*EXERCISE INSTRUCTIONS*. Filter the entries below, keeping only lines with "without".

(DATASET CONTENT Opens)

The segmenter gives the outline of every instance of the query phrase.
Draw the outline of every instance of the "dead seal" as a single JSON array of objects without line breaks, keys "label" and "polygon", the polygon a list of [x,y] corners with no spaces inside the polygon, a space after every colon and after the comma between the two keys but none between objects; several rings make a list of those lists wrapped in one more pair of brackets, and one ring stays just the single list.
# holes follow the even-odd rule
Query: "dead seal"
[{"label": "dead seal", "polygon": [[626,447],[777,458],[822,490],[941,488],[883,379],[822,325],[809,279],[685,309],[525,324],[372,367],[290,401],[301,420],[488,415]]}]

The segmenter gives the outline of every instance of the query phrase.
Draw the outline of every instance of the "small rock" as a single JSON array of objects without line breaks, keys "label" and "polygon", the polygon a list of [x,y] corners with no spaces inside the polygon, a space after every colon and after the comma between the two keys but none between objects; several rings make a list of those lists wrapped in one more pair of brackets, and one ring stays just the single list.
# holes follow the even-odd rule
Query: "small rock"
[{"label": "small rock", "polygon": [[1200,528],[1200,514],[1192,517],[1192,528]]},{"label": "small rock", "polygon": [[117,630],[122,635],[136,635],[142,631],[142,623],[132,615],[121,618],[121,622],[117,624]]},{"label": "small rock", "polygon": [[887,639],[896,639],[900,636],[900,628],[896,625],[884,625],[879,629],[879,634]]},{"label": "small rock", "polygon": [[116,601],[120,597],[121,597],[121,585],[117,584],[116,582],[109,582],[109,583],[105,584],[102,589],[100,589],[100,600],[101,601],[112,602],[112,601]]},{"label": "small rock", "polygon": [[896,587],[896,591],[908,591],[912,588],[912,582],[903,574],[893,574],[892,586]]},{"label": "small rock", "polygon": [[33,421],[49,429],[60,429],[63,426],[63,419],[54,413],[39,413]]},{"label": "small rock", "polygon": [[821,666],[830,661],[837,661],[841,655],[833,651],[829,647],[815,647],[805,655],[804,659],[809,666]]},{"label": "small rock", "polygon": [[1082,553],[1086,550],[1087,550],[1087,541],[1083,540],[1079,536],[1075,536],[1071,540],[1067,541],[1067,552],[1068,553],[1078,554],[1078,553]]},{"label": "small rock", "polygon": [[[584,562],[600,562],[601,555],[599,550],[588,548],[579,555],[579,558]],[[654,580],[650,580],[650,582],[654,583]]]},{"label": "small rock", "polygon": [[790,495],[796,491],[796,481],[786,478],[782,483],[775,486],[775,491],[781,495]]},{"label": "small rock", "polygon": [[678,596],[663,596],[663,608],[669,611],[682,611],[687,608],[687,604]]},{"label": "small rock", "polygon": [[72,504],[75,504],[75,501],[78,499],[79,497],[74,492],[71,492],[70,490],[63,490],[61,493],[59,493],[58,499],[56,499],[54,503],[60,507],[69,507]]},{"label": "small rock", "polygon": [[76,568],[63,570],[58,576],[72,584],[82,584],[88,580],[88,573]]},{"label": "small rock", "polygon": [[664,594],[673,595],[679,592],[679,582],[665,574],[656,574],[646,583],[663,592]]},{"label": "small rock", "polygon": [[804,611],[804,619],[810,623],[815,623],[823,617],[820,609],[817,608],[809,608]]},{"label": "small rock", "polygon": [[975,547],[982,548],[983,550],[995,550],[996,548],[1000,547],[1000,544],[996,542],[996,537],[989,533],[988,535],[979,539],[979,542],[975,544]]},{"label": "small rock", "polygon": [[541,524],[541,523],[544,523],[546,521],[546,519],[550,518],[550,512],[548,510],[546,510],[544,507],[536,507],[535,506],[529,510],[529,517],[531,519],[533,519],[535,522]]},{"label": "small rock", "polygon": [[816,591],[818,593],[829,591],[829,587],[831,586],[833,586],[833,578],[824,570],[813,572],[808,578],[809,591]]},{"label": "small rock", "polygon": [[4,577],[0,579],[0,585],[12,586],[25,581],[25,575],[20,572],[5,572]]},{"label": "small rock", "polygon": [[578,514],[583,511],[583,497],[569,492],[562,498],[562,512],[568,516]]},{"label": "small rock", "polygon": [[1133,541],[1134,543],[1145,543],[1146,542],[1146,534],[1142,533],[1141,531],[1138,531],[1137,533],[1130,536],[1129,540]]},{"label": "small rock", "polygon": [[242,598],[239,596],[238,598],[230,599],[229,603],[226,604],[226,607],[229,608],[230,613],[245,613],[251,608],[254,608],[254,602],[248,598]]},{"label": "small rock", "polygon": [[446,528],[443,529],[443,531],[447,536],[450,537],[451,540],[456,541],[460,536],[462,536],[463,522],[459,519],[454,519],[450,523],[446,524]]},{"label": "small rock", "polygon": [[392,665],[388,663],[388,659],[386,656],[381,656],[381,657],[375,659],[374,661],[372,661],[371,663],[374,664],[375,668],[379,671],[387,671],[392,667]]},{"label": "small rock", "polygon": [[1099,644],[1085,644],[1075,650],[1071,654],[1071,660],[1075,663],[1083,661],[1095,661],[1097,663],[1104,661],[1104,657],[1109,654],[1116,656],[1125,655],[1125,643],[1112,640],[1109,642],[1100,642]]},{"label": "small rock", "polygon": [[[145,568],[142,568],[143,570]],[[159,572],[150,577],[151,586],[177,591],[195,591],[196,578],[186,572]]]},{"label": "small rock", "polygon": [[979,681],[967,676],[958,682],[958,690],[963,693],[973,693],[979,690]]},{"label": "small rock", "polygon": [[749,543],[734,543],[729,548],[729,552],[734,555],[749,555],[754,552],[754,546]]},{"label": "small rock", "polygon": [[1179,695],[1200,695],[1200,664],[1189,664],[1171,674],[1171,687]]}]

(DATASET CONTENT Closes)

*COMPLETED EXERCISE*.
Draw the outline of every instance of the "dead seal" as a single JSON array of objects without line breaks, keys "label" and "polygon", the polygon a list of [x,y] corners with no spaces inside the polygon, a space after every colon and after the comma between the two keys but none between objects; several rings make a list of those lists wrapped in one more pair of brackets, and one ring stays just the single list.
Draw the outline of every instance of the "small rock" as a single JSON array of objects without line breaks, keys "label" and "polygon", the polygon a list of [x,y] corners with no spaces inside the polygon, a space after every colon and after the comma between the two keys but none between objects; several rings make a list of those lists wrapped in one more pair of brackets, and one ring stays just the single list.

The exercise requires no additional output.